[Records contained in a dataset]
::::
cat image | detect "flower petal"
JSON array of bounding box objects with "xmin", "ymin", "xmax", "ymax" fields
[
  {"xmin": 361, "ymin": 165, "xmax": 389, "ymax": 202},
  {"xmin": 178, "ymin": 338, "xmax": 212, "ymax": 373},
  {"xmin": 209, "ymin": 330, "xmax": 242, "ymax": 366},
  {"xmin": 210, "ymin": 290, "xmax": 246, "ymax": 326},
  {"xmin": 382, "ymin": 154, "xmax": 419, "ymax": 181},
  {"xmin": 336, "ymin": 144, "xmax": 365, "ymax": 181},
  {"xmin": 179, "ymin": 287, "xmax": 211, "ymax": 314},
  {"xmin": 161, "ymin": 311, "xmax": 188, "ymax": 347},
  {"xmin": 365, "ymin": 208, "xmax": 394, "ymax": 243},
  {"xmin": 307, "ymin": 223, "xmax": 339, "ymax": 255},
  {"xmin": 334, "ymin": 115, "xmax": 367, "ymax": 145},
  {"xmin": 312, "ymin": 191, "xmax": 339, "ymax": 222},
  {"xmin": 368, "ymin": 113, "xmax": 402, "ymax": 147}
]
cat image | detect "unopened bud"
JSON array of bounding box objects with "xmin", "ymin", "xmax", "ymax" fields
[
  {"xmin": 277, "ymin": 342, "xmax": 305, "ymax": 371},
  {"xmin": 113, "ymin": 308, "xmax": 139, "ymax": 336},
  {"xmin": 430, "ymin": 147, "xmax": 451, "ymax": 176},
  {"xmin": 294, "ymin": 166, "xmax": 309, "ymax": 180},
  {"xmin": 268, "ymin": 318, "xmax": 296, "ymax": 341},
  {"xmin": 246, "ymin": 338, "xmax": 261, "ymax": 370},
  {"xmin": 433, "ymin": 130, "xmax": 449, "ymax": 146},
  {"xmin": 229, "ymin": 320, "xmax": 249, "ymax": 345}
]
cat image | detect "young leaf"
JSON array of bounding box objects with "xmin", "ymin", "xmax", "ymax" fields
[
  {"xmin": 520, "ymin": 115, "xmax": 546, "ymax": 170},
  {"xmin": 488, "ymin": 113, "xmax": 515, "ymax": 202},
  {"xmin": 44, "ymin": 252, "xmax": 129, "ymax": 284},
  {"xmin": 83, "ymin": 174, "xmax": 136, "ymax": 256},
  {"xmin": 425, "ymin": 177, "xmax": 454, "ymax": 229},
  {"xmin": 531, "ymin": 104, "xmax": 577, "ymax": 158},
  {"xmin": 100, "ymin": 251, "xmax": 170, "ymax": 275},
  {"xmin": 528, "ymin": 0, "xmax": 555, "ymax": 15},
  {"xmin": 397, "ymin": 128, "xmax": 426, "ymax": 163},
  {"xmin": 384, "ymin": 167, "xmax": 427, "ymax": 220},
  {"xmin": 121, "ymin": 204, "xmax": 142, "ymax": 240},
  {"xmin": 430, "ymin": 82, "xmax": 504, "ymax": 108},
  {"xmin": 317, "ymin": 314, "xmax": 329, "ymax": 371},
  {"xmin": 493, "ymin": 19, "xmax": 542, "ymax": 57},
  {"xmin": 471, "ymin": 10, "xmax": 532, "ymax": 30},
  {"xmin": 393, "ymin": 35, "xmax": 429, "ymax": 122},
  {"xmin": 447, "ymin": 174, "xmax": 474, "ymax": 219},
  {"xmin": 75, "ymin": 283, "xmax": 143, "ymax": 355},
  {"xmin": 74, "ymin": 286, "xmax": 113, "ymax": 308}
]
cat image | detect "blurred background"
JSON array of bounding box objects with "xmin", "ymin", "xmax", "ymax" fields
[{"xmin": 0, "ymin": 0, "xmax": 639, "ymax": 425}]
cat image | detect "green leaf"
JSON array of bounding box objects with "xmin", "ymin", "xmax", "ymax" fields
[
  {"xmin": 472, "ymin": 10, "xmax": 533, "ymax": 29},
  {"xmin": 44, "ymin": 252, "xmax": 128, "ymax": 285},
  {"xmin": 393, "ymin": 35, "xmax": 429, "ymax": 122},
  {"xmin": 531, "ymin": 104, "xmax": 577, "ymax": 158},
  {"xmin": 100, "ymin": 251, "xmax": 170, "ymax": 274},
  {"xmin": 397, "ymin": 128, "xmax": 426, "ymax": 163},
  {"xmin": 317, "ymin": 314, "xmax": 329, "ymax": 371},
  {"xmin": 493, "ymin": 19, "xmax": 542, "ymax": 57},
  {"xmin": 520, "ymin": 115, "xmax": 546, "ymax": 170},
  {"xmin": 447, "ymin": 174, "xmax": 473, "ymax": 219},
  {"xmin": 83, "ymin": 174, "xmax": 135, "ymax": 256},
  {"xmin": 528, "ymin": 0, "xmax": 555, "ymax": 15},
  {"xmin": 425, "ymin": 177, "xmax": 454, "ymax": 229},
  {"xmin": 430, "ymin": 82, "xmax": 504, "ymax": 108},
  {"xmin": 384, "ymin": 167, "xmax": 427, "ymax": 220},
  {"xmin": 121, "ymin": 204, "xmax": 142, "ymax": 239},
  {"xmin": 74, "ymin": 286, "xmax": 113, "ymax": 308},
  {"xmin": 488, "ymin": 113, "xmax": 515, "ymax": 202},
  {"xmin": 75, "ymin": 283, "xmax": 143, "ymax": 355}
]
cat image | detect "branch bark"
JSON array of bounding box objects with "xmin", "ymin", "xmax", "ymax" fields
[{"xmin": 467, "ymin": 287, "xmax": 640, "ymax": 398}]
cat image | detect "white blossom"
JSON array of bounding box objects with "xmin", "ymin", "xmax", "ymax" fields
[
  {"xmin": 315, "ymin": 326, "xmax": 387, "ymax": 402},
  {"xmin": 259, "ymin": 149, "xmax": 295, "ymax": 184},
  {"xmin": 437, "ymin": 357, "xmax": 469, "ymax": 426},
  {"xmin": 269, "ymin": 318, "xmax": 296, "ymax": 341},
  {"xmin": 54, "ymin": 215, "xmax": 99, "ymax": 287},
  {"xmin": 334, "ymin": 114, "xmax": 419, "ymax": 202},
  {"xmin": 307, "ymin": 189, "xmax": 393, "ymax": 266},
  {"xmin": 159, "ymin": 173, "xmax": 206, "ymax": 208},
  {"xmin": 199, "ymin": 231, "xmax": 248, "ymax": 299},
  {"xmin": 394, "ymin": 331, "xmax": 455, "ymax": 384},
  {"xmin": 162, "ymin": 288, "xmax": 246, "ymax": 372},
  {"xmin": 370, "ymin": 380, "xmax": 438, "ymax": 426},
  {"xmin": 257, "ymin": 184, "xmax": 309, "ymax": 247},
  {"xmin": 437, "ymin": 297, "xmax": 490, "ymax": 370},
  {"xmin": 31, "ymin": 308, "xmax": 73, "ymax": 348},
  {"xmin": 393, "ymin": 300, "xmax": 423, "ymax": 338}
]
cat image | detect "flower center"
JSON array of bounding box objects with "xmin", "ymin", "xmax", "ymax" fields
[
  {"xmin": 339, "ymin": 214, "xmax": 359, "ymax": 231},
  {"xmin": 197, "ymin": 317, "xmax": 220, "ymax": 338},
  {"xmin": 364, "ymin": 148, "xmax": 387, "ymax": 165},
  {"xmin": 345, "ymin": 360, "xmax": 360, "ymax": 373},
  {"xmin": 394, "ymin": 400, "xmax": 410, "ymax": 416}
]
::::
Provide the number of lines in the records above containing the string "leaf", and write nothing more.

2